*Data listing*:
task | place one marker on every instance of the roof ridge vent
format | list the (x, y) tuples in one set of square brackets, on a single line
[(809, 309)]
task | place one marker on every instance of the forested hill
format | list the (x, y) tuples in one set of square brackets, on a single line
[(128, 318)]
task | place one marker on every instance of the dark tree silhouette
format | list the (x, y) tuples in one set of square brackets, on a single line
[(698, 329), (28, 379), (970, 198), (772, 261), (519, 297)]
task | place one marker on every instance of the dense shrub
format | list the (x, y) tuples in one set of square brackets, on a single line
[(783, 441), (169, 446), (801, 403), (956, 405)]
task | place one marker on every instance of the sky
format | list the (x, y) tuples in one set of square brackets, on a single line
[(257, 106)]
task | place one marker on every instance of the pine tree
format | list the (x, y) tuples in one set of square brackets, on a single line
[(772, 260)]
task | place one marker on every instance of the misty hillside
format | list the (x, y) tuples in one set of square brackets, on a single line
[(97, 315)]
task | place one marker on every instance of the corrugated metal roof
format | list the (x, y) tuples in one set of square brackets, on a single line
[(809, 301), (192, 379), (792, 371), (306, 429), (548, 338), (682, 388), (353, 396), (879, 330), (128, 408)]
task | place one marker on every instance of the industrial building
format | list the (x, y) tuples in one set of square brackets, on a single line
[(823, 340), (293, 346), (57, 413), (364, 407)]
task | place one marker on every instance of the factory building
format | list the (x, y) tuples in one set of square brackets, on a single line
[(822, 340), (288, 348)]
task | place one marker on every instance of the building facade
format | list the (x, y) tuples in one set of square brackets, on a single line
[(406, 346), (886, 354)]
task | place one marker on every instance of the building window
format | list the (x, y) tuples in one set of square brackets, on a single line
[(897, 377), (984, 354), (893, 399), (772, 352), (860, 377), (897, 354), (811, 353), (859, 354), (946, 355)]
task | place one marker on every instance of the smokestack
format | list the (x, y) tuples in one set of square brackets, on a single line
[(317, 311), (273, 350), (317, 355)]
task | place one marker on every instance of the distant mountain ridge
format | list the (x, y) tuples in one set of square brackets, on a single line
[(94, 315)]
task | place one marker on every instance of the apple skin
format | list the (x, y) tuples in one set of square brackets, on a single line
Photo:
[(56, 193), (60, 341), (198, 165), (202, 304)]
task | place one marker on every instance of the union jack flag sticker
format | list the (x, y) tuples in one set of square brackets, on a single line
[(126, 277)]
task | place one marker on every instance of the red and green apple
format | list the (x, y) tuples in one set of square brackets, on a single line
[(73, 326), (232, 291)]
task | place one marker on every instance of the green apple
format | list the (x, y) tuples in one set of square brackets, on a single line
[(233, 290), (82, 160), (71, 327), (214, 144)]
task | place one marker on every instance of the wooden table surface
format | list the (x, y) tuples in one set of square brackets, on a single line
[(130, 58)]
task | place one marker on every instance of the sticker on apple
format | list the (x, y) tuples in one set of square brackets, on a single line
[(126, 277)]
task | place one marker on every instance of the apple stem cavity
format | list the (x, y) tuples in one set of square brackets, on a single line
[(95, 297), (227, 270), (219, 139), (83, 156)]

*What you are asked to do*: Edit the lines from the one that has "task | place one marker on every instance of the dense" through the one that has "[(783, 441), (169, 446), (801, 403), (956, 405)]", replacing "dense shrub" with "thick bush" and changing nothing else. Return only those lines.

*Full output*:
task | place one marker on every instance of the thick bush
format | list the (x, y) tuples in one set of square brackets, on a single line
[(783, 441), (169, 446), (801, 403), (956, 405)]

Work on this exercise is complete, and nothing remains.